PROBLEM
Among the entries below, take the line with "[(275, 155), (99, 164), (272, 169)]" and the line with "[(292, 104), (87, 70), (84, 10)]", and output them and every line between them exactly, with nothing else.

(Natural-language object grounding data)

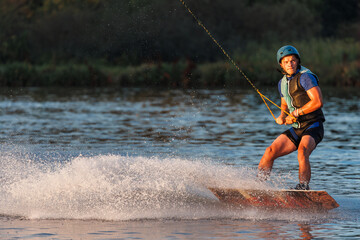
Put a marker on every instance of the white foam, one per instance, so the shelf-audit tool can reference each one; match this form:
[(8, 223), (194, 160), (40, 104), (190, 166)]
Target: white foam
[(115, 187)]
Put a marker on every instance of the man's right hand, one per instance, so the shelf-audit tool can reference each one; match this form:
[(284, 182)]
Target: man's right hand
[(280, 120)]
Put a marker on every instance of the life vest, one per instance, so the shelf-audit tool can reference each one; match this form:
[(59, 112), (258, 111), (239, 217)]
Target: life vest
[(296, 97)]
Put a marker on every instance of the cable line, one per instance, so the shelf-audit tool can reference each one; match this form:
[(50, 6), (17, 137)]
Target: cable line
[(263, 97)]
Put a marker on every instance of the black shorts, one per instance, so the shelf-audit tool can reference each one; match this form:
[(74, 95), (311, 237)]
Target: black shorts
[(315, 130)]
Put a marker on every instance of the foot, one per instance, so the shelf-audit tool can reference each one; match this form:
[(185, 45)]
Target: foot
[(302, 186)]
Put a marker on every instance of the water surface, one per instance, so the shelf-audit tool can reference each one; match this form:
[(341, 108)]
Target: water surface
[(135, 163)]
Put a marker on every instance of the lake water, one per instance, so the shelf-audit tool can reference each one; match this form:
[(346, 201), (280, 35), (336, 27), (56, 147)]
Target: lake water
[(136, 163)]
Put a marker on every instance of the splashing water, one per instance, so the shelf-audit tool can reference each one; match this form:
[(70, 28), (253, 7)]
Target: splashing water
[(115, 187)]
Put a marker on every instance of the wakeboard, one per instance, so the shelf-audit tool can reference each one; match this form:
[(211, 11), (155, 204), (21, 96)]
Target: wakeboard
[(276, 199)]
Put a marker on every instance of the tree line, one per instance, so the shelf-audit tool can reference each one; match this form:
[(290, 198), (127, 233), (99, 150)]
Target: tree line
[(104, 40)]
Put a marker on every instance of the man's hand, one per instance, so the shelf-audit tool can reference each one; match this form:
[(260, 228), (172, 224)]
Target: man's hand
[(280, 120), (290, 119)]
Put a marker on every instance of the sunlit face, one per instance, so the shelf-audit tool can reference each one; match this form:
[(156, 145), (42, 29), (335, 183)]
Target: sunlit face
[(290, 64)]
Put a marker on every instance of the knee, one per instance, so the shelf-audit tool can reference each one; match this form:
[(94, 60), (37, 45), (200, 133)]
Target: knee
[(270, 151)]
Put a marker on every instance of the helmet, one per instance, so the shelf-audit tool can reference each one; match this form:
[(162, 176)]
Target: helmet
[(285, 51)]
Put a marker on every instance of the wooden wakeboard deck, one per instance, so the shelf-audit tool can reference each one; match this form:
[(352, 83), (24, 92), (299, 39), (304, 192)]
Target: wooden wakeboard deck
[(284, 199)]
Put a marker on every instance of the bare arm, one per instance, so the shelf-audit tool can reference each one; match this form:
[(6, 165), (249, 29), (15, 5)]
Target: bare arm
[(316, 102), (281, 119)]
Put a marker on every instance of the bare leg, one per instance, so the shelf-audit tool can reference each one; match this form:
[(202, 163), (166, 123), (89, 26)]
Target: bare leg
[(280, 147), (306, 146)]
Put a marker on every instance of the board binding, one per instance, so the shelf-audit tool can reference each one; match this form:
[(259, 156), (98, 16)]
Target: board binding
[(276, 199)]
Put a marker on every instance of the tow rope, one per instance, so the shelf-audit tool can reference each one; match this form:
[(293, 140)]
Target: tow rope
[(263, 97)]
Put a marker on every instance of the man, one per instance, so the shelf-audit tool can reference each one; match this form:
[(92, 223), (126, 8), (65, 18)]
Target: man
[(302, 98)]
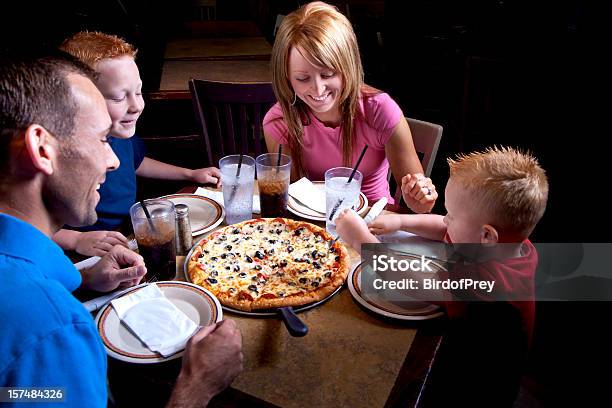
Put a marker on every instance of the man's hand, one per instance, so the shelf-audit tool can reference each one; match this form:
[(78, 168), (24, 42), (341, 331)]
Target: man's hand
[(99, 242), (209, 175), (384, 224), (212, 359), (419, 193), (119, 267)]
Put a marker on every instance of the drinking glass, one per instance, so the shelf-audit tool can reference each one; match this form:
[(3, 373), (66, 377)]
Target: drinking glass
[(339, 194), (237, 188), (273, 181), (155, 238)]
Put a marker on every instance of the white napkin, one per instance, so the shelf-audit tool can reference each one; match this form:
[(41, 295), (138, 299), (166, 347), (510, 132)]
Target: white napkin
[(306, 193), (155, 320), (218, 197)]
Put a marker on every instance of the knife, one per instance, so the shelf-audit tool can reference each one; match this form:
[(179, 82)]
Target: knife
[(375, 210)]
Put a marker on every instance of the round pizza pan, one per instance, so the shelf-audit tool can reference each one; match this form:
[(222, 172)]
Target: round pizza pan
[(275, 312), (263, 312)]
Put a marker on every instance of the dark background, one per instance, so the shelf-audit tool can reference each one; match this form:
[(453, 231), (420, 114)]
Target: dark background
[(519, 73)]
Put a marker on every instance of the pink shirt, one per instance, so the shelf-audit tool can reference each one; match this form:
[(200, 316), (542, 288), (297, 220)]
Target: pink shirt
[(322, 148)]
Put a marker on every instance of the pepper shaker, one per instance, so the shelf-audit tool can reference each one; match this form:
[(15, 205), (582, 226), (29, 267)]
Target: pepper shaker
[(183, 230)]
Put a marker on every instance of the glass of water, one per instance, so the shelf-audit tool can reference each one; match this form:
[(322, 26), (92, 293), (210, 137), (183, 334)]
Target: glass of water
[(340, 194), (237, 187)]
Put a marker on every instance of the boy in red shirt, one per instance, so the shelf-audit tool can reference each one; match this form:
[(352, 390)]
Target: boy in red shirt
[(492, 197)]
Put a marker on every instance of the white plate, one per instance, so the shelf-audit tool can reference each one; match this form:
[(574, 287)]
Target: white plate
[(402, 310), (197, 303), (204, 213), (301, 210)]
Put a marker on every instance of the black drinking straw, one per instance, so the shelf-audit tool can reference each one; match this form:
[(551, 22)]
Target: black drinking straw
[(339, 203), (146, 211), (235, 186), (358, 163), (239, 166)]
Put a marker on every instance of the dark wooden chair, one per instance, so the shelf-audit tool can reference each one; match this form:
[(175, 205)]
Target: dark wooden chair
[(230, 116), (426, 137)]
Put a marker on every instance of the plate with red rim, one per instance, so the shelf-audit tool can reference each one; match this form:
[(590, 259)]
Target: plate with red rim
[(201, 306), (299, 209), (402, 310), (204, 213)]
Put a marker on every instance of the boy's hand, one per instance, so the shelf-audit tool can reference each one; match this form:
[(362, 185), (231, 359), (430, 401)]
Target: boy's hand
[(353, 229), (208, 175), (99, 242), (418, 192), (384, 224)]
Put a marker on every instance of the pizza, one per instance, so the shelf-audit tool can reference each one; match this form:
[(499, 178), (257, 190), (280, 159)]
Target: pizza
[(269, 262)]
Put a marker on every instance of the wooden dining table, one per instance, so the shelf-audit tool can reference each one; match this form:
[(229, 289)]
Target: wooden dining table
[(212, 49), (350, 357)]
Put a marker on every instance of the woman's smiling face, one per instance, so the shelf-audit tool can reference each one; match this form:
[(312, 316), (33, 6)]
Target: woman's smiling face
[(318, 87)]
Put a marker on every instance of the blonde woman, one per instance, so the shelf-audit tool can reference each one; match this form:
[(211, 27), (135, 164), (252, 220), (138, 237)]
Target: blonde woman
[(326, 114)]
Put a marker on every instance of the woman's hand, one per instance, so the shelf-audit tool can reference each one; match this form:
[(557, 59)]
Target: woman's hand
[(418, 192), (208, 175), (385, 224)]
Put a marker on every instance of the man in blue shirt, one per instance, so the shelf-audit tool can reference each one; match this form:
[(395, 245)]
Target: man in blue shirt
[(53, 157)]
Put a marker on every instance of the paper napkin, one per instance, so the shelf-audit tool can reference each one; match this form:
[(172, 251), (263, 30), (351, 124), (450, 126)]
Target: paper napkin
[(308, 194), (218, 197), (158, 323)]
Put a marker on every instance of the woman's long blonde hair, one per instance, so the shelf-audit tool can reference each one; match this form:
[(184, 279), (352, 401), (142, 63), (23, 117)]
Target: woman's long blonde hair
[(326, 38)]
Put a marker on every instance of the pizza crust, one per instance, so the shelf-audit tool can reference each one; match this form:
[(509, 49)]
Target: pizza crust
[(241, 299)]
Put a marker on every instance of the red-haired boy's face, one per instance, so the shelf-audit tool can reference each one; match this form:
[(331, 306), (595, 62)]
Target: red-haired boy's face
[(465, 219), (120, 83)]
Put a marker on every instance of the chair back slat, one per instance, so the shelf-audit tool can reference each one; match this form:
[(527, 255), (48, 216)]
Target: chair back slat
[(238, 116)]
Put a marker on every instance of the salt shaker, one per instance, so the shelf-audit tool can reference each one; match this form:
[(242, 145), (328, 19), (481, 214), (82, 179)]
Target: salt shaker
[(183, 230)]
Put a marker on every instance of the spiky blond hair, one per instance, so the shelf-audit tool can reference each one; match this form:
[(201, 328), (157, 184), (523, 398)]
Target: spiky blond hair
[(93, 46), (509, 185)]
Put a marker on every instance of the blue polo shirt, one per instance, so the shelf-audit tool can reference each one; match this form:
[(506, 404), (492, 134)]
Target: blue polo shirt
[(48, 338), (118, 193)]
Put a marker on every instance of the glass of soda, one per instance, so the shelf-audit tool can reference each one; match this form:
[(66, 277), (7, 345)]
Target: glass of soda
[(237, 187), (155, 238), (273, 180)]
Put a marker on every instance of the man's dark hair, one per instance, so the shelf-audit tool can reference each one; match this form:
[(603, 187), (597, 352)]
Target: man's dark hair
[(35, 90)]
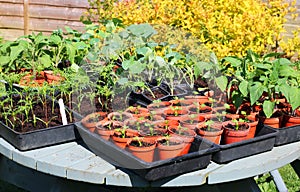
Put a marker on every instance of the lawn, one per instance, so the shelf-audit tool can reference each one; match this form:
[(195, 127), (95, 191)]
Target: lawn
[(291, 179)]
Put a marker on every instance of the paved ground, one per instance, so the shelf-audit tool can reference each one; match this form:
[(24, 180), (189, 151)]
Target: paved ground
[(6, 187)]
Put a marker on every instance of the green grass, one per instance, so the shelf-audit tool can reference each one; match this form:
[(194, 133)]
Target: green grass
[(291, 180)]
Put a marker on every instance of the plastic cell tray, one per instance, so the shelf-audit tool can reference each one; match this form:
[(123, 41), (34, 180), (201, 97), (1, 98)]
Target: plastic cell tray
[(39, 138), (198, 157), (263, 141)]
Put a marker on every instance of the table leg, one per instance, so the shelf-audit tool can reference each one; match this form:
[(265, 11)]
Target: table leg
[(296, 166), (278, 181)]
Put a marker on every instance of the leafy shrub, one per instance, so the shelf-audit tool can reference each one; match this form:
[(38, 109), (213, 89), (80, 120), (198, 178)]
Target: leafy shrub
[(228, 27)]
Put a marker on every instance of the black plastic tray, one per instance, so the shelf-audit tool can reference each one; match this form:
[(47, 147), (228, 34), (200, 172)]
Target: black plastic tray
[(263, 141), (287, 135), (39, 138), (198, 157)]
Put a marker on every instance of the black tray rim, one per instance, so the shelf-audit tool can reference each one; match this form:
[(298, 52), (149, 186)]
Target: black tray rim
[(148, 165), (252, 140)]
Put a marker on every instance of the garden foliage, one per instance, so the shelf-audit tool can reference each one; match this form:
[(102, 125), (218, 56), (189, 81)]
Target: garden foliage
[(228, 27)]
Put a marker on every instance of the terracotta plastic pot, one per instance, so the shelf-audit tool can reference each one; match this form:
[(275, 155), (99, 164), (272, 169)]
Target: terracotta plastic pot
[(185, 134), (180, 102), (117, 116), (92, 119), (145, 153), (106, 128), (198, 99), (138, 112), (175, 113), (191, 121), (122, 140), (198, 109), (293, 121), (158, 108), (32, 80), (53, 78), (164, 124), (214, 135), (233, 135), (171, 150), (253, 124)]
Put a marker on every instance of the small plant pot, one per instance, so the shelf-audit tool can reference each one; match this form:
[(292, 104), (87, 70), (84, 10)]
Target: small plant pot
[(138, 112), (185, 134), (274, 121), (229, 116), (92, 119), (169, 147), (135, 126), (292, 121), (142, 148), (213, 134), (253, 122), (198, 99), (158, 108), (232, 135), (180, 102), (106, 128), (52, 78), (155, 134), (192, 120), (117, 116), (164, 124), (198, 109), (121, 140), (158, 94), (176, 114), (31, 80)]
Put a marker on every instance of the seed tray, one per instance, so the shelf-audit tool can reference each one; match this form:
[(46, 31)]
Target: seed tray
[(198, 157), (39, 138), (263, 141)]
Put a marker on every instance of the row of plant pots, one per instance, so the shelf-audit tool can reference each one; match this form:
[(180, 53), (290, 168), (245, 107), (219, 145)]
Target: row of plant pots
[(39, 78), (160, 121)]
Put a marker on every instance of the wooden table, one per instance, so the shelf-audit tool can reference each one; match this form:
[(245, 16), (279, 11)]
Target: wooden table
[(75, 163)]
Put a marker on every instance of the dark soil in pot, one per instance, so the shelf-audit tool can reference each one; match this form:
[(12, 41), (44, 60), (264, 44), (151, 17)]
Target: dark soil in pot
[(47, 115), (241, 126)]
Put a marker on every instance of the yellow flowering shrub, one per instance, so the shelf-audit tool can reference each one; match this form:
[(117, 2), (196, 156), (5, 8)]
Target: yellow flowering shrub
[(228, 27)]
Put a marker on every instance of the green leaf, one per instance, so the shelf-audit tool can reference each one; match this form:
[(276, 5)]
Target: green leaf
[(161, 62), (55, 39), (221, 82), (74, 68), (143, 51), (94, 41), (69, 30), (4, 60), (45, 61), (291, 94), (235, 62), (123, 81), (80, 45), (243, 87), (268, 108), (256, 91), (263, 66), (71, 51), (126, 64), (284, 61), (15, 51), (137, 67), (213, 58), (85, 36)]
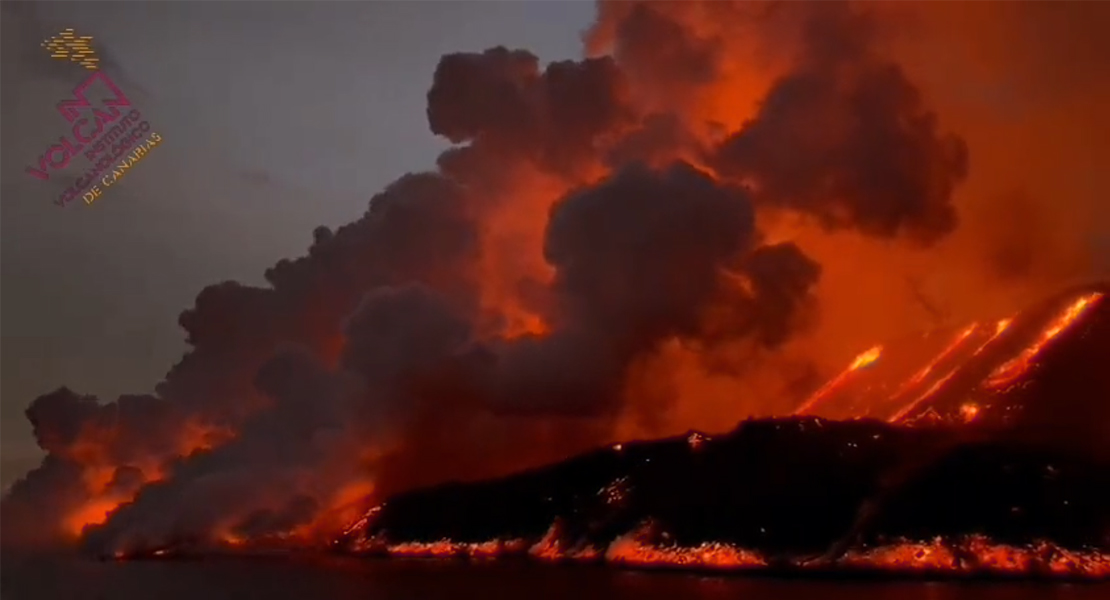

SOLUTION TO THE EXERCISE
[(275, 155), (99, 164), (272, 169)]
Target: terracotta plastic pot
[(185, 134), (180, 102), (117, 116), (92, 119), (145, 153), (106, 128), (198, 99), (138, 112), (175, 113), (191, 121), (122, 140), (198, 109), (293, 121), (158, 108), (32, 80), (53, 78), (164, 124), (214, 135), (233, 135), (171, 150), (253, 124)]
Put a marker on every instance of the small plant pot, one per instance, so the shelf-audit tool can reference each one; match this form:
[(292, 104), (87, 70), (84, 10)]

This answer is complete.